> **WHAT TO DO**
Output every line of the rows below as a Markdown table with two columns, No. and Line: number the lines in order under No., put each line's text under Line, and leave out blank lines.

> **INPUT ROWS**
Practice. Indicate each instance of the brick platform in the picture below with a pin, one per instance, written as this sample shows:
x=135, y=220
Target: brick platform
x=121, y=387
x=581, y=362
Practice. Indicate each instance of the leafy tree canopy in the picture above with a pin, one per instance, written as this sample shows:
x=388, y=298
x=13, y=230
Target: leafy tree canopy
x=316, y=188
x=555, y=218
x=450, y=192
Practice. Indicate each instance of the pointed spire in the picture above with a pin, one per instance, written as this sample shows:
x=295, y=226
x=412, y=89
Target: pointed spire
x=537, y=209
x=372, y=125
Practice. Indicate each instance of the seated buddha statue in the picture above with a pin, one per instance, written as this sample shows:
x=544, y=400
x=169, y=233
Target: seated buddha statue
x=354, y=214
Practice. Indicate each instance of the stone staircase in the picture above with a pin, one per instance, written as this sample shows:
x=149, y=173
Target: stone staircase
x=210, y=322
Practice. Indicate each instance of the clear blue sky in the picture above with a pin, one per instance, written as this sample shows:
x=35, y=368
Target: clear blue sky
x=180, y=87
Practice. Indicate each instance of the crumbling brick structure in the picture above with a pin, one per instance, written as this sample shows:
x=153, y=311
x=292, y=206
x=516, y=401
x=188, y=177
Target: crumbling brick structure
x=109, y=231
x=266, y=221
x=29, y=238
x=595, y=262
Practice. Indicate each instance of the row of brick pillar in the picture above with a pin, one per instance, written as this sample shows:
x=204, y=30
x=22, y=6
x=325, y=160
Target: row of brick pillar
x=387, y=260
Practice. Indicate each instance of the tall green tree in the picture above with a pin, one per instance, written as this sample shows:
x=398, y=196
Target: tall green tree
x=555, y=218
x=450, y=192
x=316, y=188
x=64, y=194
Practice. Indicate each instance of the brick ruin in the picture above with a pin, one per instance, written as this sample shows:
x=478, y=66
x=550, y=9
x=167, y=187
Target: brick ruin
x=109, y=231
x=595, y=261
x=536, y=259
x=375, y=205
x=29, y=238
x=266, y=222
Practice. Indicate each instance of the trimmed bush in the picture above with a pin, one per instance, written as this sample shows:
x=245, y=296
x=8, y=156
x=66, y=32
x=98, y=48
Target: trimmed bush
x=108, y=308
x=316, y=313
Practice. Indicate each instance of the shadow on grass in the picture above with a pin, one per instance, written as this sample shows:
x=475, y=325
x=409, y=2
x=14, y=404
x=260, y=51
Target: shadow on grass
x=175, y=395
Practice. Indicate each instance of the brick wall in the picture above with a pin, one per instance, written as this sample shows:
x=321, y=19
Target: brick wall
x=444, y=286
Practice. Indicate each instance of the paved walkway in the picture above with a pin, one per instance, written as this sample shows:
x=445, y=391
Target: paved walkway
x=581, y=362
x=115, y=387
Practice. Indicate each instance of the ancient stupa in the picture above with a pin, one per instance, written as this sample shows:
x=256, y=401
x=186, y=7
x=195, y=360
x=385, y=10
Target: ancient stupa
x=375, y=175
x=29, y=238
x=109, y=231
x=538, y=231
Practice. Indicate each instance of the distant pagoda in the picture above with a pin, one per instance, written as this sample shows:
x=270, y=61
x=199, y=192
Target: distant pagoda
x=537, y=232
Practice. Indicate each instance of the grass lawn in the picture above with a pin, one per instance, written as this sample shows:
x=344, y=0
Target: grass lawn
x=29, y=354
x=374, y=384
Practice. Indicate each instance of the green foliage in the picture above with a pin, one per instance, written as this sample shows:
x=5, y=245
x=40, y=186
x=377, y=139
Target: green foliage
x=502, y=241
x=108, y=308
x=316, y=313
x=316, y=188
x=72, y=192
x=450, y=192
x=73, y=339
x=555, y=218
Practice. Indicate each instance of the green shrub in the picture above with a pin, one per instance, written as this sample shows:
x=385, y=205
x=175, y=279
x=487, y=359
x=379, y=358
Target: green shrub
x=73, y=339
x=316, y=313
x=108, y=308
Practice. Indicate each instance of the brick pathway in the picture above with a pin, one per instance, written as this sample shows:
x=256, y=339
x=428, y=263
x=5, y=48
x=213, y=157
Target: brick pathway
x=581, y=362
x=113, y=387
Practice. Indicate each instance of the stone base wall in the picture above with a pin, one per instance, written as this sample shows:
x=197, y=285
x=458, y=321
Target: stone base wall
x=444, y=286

> **FULL RESPONSE**
| No. | Line |
|---|---|
| 1 | Practice. Indicate each instance of the brick platform in the picture below with a pin, one per instance, written as this sample shows: |
| 2 | x=135, y=220 |
| 3 | Target: brick platform |
| 4 | x=121, y=387 |
| 5 | x=581, y=362 |
| 6 | Practice. Indicate each instance of the leafy tree canopy in the picture above with a pin, one per instance, written as this sample shows: |
| 7 | x=388, y=298 |
| 8 | x=13, y=230 |
| 9 | Target: leafy tree canopy |
| 10 | x=316, y=188 |
| 11 | x=555, y=218 |
| 12 | x=450, y=192 |
| 13 | Practice. Indicate each instance of the pointed spire in the picture above with a pin, one per instance, written as this sample shows: |
| 14 | x=295, y=226 |
| 15 | x=412, y=89 |
| 16 | Target: pointed spire |
| 17 | x=537, y=209 |
| 18 | x=372, y=125 |
| 19 | Practice. Indicate each instance of the seated buddha statue in the picture above with a pin, one per instance, written as this sample shows: |
| 20 | x=544, y=400 |
| 21 | x=169, y=233 |
| 22 | Target: seated buddha statue |
| 23 | x=354, y=214 |
| 24 | Practice. Indicate each instance of the stone staircase in the picture above with a pin, one per instance, written as this sample shows: |
| 25 | x=149, y=173 |
| 26 | Target: stone staircase |
| 27 | x=210, y=322 |
| 28 | Practice. Indicate each instance of the clear blue sky in the picture above with a pin, one per instance, written as this sample shows: |
| 29 | x=35, y=368 |
| 30 | Target: clear blue sky |
| 31 | x=180, y=87 |
| 32 | Practice. Indicate each instance of the crumbling brick structure in the picture above with a pin, one per instance, written as this sample shows: |
| 33 | x=153, y=311 |
| 34 | x=292, y=206 |
| 35 | x=516, y=401 |
| 36 | x=188, y=177 |
| 37 | Target: crumbling brick structure |
| 38 | x=109, y=231 |
| 39 | x=266, y=221 |
| 40 | x=29, y=238 |
| 41 | x=595, y=262 |
| 42 | Practice. Indicate each instance of the row of brick pillar in the picture above with a pin, one per instance, written as this sample shows: |
| 43 | x=204, y=30 |
| 44 | x=22, y=6 |
| 45 | x=325, y=160 |
| 46 | Target: row of brick pillar |
| 47 | x=387, y=260 |
| 48 | Practice. Indicate each instance of the tall green tree in the picture above with a pin, one per instance, written as this sample shows: |
| 49 | x=398, y=196 |
| 50 | Target: tall green tree |
| 51 | x=555, y=218 |
| 52 | x=450, y=192 |
| 53 | x=316, y=188 |
| 54 | x=64, y=194 |
| 55 | Practice. Indicate each instance of the brick ruin in the picture above with a pin, one per instance, written as this sample shows: |
| 56 | x=478, y=66 |
| 57 | x=550, y=9 |
| 58 | x=167, y=187 |
| 59 | Target: brick ruin |
| 60 | x=109, y=231 |
| 61 | x=595, y=261 |
| 62 | x=536, y=259 |
| 63 | x=375, y=205 |
| 64 | x=29, y=238 |
| 65 | x=266, y=222 |
| 66 | Practice. Indicate each instance of the trimmed bush in the picture above with a pin, one per instance, written as this sample shows: |
| 67 | x=245, y=296 |
| 68 | x=8, y=156 |
| 69 | x=66, y=32 |
| 70 | x=98, y=48 |
| 71 | Target: trimmed bush |
| 72 | x=108, y=308 |
| 73 | x=316, y=313 |
| 74 | Practice. Indicate each instance of the shadow on grass in the picture above with a pin, one per instance, written as this sample shows: |
| 75 | x=475, y=325 |
| 76 | x=409, y=2 |
| 77 | x=14, y=404 |
| 78 | x=260, y=51 |
| 79 | Target: shadow on grass |
| 80 | x=175, y=395 |
| 81 | Practice. Indicate each instance of the brick wall in the picture above with a pin, one per instance, written as this sample shows: |
| 82 | x=321, y=19 |
| 83 | Target: brick wall |
| 84 | x=444, y=286 |
| 85 | Practice. Indicate each instance of the paved walkway in the picture above with a pin, one per instance, written as this sample shows: |
| 86 | x=445, y=391 |
| 87 | Target: paved walkway |
| 88 | x=581, y=362 |
| 89 | x=115, y=387 |
| 90 | Practice. Indicate each instance of the ancient stupa in the picture above with a pin, one per instance, written as this sample shows: |
| 91 | x=256, y=401 |
| 92 | x=186, y=7 |
| 93 | x=195, y=360 |
| 94 | x=385, y=10 |
| 95 | Target: ancient stupa |
| 96 | x=375, y=175 |
| 97 | x=29, y=238 |
| 98 | x=109, y=231 |
| 99 | x=538, y=231 |
| 100 | Practice. Indicate each instance of the distant pagoda in the picture above with a pin, one per instance, written as this sample shows: |
| 101 | x=270, y=61 |
| 102 | x=199, y=192 |
| 103 | Target: distant pagoda |
| 104 | x=537, y=232 |
| 105 | Practice. Indicate each instance of the grass lawn in the picture above with a pin, one per instance, written as this sample shows: |
| 106 | x=344, y=0 |
| 107 | Target: grass lawn |
| 108 | x=29, y=354 |
| 109 | x=374, y=384 |
| 110 | Practice. Indicate each instance of the green foliage in the picture above with a pin, one per instance, written as this sample shows: |
| 111 | x=5, y=245 |
| 112 | x=40, y=186 |
| 113 | x=377, y=139 |
| 114 | Target: green foliage |
| 115 | x=502, y=241 |
| 116 | x=108, y=308 |
| 117 | x=316, y=313 |
| 118 | x=316, y=188 |
| 119 | x=72, y=192 |
| 120 | x=450, y=192 |
| 121 | x=73, y=339 |
| 122 | x=555, y=218 |
| 123 | Practice. Indicate each instance of the green shrub in the picture above with a pin, one per instance, written as this sample shows: |
| 124 | x=385, y=205 |
| 125 | x=175, y=279 |
| 126 | x=487, y=359 |
| 127 | x=379, y=358 |
| 128 | Target: green shrub |
| 129 | x=73, y=339 |
| 130 | x=316, y=313 |
| 131 | x=108, y=308 |
| 132 | Practice. Indicate each instance of the brick pathway in the picture above with a pin, one per instance, written as this sample shows: |
| 133 | x=256, y=339 |
| 134 | x=428, y=263 |
| 135 | x=5, y=48 |
| 136 | x=213, y=157 |
| 137 | Target: brick pathway |
| 138 | x=581, y=362 |
| 139 | x=113, y=387 |
| 140 | Practice. Indicate each instance of the stone base wall in the picture above with a pin, one per instance, written as this sample shows: |
| 141 | x=197, y=285 |
| 142 | x=458, y=321 |
| 143 | Target: stone base wall |
| 144 | x=444, y=286 |